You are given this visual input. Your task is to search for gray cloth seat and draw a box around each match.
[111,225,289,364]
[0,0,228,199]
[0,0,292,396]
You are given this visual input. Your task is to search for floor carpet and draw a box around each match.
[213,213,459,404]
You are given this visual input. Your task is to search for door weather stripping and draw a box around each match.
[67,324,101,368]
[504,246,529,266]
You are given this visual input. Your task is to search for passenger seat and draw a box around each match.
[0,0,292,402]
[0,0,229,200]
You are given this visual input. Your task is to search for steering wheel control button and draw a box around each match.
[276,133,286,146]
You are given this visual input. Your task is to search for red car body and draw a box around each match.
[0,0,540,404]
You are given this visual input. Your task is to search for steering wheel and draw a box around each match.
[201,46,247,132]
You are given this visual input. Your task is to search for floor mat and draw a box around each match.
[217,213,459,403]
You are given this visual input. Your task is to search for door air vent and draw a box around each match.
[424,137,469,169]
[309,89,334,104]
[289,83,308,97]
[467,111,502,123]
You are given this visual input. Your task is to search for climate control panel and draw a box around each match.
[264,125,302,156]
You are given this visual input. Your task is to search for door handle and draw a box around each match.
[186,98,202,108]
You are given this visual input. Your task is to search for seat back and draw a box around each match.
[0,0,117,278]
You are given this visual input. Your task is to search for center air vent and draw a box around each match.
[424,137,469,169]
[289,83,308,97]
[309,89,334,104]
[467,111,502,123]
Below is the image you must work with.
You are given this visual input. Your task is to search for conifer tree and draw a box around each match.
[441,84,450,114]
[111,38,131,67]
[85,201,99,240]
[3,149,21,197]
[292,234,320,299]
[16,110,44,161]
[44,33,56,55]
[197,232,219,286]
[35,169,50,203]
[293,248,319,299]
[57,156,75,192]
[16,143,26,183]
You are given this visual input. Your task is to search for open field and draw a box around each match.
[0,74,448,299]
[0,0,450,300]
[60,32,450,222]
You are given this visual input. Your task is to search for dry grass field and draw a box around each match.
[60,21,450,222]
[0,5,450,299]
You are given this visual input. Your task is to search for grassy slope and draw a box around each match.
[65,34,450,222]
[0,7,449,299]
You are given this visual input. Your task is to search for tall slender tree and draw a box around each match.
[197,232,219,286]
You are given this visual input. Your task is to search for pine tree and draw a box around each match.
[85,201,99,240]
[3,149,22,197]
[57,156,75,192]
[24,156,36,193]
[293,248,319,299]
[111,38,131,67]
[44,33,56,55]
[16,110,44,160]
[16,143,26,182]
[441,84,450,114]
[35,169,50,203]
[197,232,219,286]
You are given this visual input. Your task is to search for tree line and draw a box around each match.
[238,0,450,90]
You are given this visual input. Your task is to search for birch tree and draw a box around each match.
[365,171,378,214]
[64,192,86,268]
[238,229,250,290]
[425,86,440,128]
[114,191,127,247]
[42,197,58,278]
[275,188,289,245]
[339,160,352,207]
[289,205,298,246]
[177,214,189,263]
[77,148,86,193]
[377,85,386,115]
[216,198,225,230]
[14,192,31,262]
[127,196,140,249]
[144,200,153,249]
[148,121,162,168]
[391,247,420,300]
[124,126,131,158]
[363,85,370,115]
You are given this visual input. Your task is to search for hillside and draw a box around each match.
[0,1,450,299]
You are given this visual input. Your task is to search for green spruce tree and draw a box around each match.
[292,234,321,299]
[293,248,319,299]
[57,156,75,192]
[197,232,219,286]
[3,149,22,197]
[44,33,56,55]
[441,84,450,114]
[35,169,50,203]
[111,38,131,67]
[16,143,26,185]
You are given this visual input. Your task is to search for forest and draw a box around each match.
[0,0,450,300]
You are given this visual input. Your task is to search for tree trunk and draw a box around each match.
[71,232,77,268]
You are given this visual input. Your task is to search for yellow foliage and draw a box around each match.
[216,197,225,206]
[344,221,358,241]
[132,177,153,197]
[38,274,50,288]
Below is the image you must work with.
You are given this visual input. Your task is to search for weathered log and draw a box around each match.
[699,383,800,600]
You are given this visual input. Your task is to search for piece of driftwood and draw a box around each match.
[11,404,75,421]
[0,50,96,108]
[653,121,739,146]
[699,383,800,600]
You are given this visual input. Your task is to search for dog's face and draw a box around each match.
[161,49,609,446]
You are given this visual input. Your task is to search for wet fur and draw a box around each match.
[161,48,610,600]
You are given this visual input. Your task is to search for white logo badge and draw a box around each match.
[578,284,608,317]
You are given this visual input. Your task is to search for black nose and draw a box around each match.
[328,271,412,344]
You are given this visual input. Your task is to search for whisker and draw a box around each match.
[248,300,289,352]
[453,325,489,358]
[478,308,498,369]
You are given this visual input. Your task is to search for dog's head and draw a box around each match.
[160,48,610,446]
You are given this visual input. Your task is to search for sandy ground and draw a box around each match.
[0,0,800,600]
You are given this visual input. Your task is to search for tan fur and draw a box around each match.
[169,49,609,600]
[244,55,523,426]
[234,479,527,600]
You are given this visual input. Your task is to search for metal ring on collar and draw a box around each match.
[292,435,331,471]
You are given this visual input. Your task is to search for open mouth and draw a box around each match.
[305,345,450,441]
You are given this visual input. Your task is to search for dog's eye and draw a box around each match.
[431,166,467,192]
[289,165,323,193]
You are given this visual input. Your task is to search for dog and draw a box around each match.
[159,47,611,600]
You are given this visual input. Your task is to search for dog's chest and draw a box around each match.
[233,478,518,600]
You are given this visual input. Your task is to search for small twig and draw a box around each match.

- - - - - - -

Problem requirements:
Write out every line of the records above exactly as it appears.

Output:
You are given this visual input. Your task is to search for gray cloth seat and draw a box around each match.
[111,225,289,364]
[0,0,228,199]
[0,0,292,396]
You are given this visual input. Your task is to search for floor carpet and draw a box around each match.
[213,213,459,404]
You are given this visual input. Your task is to search for door weather stripping and draw a box around each match.
[67,324,101,368]
[504,246,529,266]
You are given this visual input. Your task is to search for passenger seat and draw a box around each match.
[0,0,292,402]
[0,0,229,200]
You are given this visual input. Your task is to search for steering wheel control button and draw a box around each match.
[276,133,286,146]
You are given this visual input. Your task is to search for red car body and draw a box around each match.
[0,0,540,404]
You are given this visual input. Your task is to search for steering wheel and draw a box around each match.
[201,46,247,132]
You are given this visual input. Your task is to search for floor mat and draw a box around each match.
[217,213,459,403]
You are given this visual input. Your task is to search for door air vent and draw a box around each match.
[424,137,469,169]
[309,89,334,104]
[289,83,308,97]
[467,111,502,123]
You are given this visual input. Your task is to search for climate control panel and draw a box around each match.
[264,125,302,156]
You are given this visual input. Your task is to search for door handle and draw a box around each match.
[186,98,202,108]
You are given this visual input. Your task is to search for seat back and draw a box around each match.
[0,0,117,278]
You are given this visual input. Your task is to search for center air vent and draw a box around each match.
[424,137,469,169]
[289,83,308,97]
[309,89,334,104]
[467,111,502,123]
Below is the image you must work with.
You are given this visual input. Your task is to search for conifer tree and draw a box around each match.
[441,84,450,114]
[111,38,131,67]
[85,201,99,240]
[3,149,21,197]
[292,234,320,299]
[16,110,44,161]
[44,33,56,55]
[197,232,219,286]
[35,169,50,203]
[293,248,319,299]
[57,156,75,192]
[16,143,26,183]
You are given this visual input. Your task is to search for open field and draw a box around each match.
[0,74,448,299]
[0,0,450,300]
[60,32,450,222]
You are given this visual input. Your task is to search for dry grass field and draw a box around each match.
[60,21,450,222]
[0,5,450,299]
You are given this visual input. Your task is to search for grassy slope and draw a box around each match.
[65,34,450,222]
[0,7,449,299]
You are given this visual input. Your task is to search for tall slender tree and draw a box around each match.
[197,232,219,286]
You are given this visual input. Your task is to search for pine tree and draw a box around each match.
[85,201,99,240]
[3,149,22,197]
[57,156,75,192]
[24,156,36,193]
[293,248,319,299]
[111,38,131,67]
[44,33,56,55]
[16,110,44,160]
[16,143,26,182]
[441,84,450,114]
[35,169,50,203]
[197,232,219,286]
You are given this visual input. Your task is to search for tree line and draw a box around each match.
[238,0,450,90]
You are given this visual input. Your task is to search for birch tree and draw a box around each match.
[365,171,378,214]
[64,192,86,268]
[238,229,250,290]
[425,86,440,128]
[114,191,127,247]
[42,197,58,278]
[275,188,289,245]
[339,160,352,207]
[289,205,298,246]
[177,214,189,263]
[77,148,86,193]
[377,85,386,115]
[216,198,225,230]
[14,192,31,262]
[127,196,140,249]
[144,200,153,249]
[148,121,162,168]
[391,247,420,300]
[124,126,131,158]
[363,85,370,115]
You are given this visual input. Your task is to search for hillside and draw a box around each match.
[0,1,450,299]
You are given this visual input. Your task is to search for green spruce tree and draw a box around each match.
[292,234,321,299]
[293,248,319,299]
[57,156,75,192]
[197,232,219,286]
[3,149,22,197]
[44,33,56,55]
[441,84,450,114]
[35,169,50,203]
[111,38,131,67]
[16,143,26,185]
You are given this visual input. Your task is to search for forest and draw a box around each match.
[0,0,450,300]
You are given this visual input. Your task is to search for tree trunk and draw a box around each match.
[71,232,77,268]
You are given this visual input. Your task is to search for yellow foliage and draw a box around each match.
[216,197,225,206]
[344,221,358,241]
[132,177,153,197]
[38,274,50,288]
Below is the image you must work with.
You are given this visual input. Your task is to search for weathered log and draw a box around each match.
[699,383,800,600]
You are given this visual input. Your task is to search for piece of driftwood and draw a box around each match.
[11,404,75,421]
[0,50,96,108]
[653,121,739,146]
[699,383,800,600]
You are given this visual input. Your task is to search for dog's face and draw a box around each match.
[161,49,609,446]
You are given this visual input. Your task is to search for wet fur and draw a box around each match.
[161,48,610,600]
You are given this visual input. Your task is to search for white logo badge and draw a box around each match.
[578,284,608,317]
You are given this visual input. Your task is to search for black nose and draw a box around each match.
[328,271,412,344]
You are given this visual input. Your task is to search for whisker and draw a box around each match.
[248,300,289,352]
[453,325,489,358]
[478,308,498,369]
You are given this visual input. Your task is to search for dog's head and draw a box around each match.
[160,48,610,446]
You are given this visual input. Your task is to search for sandy ground and draw a box around each match.
[0,0,800,600]
You are given this visual input. Your task is to search for tan fur and draw a box around each match.
[169,49,609,600]
[244,55,523,426]
[234,479,527,600]
You are given this visual input. Your task is to search for metal ring on collar and draw a box around each match.
[292,435,331,471]
You are given this visual input. Your task is to search for open mouth and draw a box around each match.
[305,345,450,441]
You are given this visual input. Your task is to search for dog's eye and draw a box around each match.
[431,166,467,192]
[289,165,323,193]
You are given this visual input. Your task is to search for dog and draw a box around each match.
[159,47,611,600]
You are given this visual input. Your task is to search for dog's chest and draw a box around each match.
[233,478,518,600]
You are given this visual input. Your task is to search for small twig and draw a box around each match.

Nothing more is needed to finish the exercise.